> **Document excerpt**:
______________________________
Windhoek - Namibia and South Africa have lost a combined 60,000 jobs in the construction sector in the past six months as a brutal mix of economic and new coronavirus-related factors take their toll.
Construction formally and informally employs tens of thousands of people and is a major economic driver in the two countries.
According to a new report from the Southern African Steel and Engineering Federation (SASEF), “Given that that the recently published gross domestic product figures of the fourth quarter of 2019 to the first quarter of 2020 confirmed a stagnant demands environment, the decease in employment for the same period correlates with structural faced by the South African industrial production.”
While South Africa’s construction industry shed off 28 000 jobs, the sector in Namibia lost an estimated 30,000 jobs – half the workforce – according to that country’s Construction Industry Federation.
Construction Federation of Namibia Spokesperson Barbel Kirscher said the situation was dire, and pleaded for government financial support.
“There is an obvious a need for government and those that owe project managers in the construction industry to speed up owed payments as this will go a long way in saving the companies that are in the industry from sinking deeper into financial trouble,” she said.
______________________________
> **Given data**:
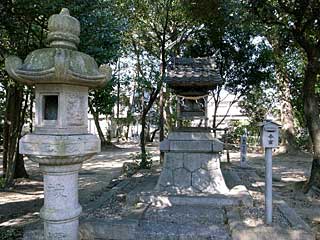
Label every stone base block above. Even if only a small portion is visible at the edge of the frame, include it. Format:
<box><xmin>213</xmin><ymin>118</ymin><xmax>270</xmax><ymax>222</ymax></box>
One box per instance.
<box><xmin>156</xmin><ymin>152</ymin><xmax>229</xmax><ymax>195</ymax></box>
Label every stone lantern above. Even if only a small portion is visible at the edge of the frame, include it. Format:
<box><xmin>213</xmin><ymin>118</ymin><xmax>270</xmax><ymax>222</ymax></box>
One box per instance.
<box><xmin>5</xmin><ymin>8</ymin><xmax>111</xmax><ymax>240</ymax></box>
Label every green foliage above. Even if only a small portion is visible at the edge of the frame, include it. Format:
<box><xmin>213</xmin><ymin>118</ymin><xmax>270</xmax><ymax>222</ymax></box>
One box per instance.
<box><xmin>130</xmin><ymin>151</ymin><xmax>152</xmax><ymax>169</ymax></box>
<box><xmin>184</xmin><ymin>0</ymin><xmax>274</xmax><ymax>96</ymax></box>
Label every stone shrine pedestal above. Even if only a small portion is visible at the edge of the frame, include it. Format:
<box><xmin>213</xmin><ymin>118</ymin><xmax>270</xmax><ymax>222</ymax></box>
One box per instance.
<box><xmin>157</xmin><ymin>132</ymin><xmax>229</xmax><ymax>195</ymax></box>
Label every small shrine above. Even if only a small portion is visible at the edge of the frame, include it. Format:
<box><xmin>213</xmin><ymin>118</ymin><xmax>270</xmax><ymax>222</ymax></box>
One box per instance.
<box><xmin>157</xmin><ymin>58</ymin><xmax>229</xmax><ymax>195</ymax></box>
<box><xmin>165</xmin><ymin>58</ymin><xmax>222</xmax><ymax>128</ymax></box>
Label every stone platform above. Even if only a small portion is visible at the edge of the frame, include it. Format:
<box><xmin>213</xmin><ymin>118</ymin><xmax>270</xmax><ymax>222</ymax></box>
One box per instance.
<box><xmin>156</xmin><ymin>132</ymin><xmax>229</xmax><ymax>195</ymax></box>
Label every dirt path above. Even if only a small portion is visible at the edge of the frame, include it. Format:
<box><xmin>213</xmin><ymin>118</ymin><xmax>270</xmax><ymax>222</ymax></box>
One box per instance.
<box><xmin>225</xmin><ymin>152</ymin><xmax>320</xmax><ymax>239</ymax></box>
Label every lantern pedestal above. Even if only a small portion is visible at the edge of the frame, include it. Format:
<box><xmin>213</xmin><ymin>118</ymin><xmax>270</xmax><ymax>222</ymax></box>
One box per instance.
<box><xmin>40</xmin><ymin>164</ymin><xmax>82</xmax><ymax>240</ymax></box>
<box><xmin>20</xmin><ymin>134</ymin><xmax>100</xmax><ymax>240</ymax></box>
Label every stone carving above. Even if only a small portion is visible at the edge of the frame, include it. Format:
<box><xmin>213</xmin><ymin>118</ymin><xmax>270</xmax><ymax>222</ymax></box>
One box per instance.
<box><xmin>48</xmin><ymin>232</ymin><xmax>67</xmax><ymax>240</ymax></box>
<box><xmin>157</xmin><ymin>132</ymin><xmax>229</xmax><ymax>194</ymax></box>
<box><xmin>48</xmin><ymin>183</ymin><xmax>67</xmax><ymax>198</ymax></box>
<box><xmin>67</xmin><ymin>94</ymin><xmax>85</xmax><ymax>126</ymax></box>
<box><xmin>5</xmin><ymin>8</ymin><xmax>111</xmax><ymax>240</ymax></box>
______________________________
> **Task set**:
- 1) Please answer these questions about the article on construction job losses:
(a) How many jobs did South Africa's construction industry shed?
(b) Who is the spokesperson for the Construction Federation of Namibia?
(c) Which organization published the new report?
- 2) Reproduce the passage of the article on construction job losses starting at "Construction formally and" and ending at "Construction Industry Federation.".
- 3) Carry on the article on construction job losses from the point where it stops.
The items come from a different source than the article on construction job losses.

> **Responses in order**:
- 1)
(a) 28 000 jobs.
(b) Barbel Kirscher.
(c) The Southern African Steel and Engineering Federation (SASEF).

- 2)
Construction formally and informally employs tens of thousands of people and is a major economic driver in the two countries.
According to a new report from the Southern African Steel and Engineering Federation (SASEF), “Given that that the recently published gross domestic product figures of the fourth quarter of 2019 to the first quarter of 2020 confirmed a stagnant demands environment, the decease in employment for the same period correlates with structural faced by the South African industrial production.”
While South Africa’s construction industry shed off 28 000 jobs, the sector in Namibia lost an estimated 30,000 jobs – half the workforce – according to that country’s Construction Industry Federation.

- 3)
Kircher said while the global COVID-19 pandemic had certainly taken its toll as operations have been scaled down as per lockdown and social distancing requirements, the problems bedevilling the sector in Namibia had been going on for about four years now.
Director of architectural services in Namibia’s Works and Transport Ministry, Mwitumwa Mungandi, weighed in: "Reduced government expenditure has drastically reduced capacity in the construction industry because traditionally most of the projects in that sector are driven by public spending.”
Namibia’s construction sector has not been helped by the government’s cuts in project spending. Governments are traditionally major construction financers, particularly in emerging economies, via development infrastructure spending.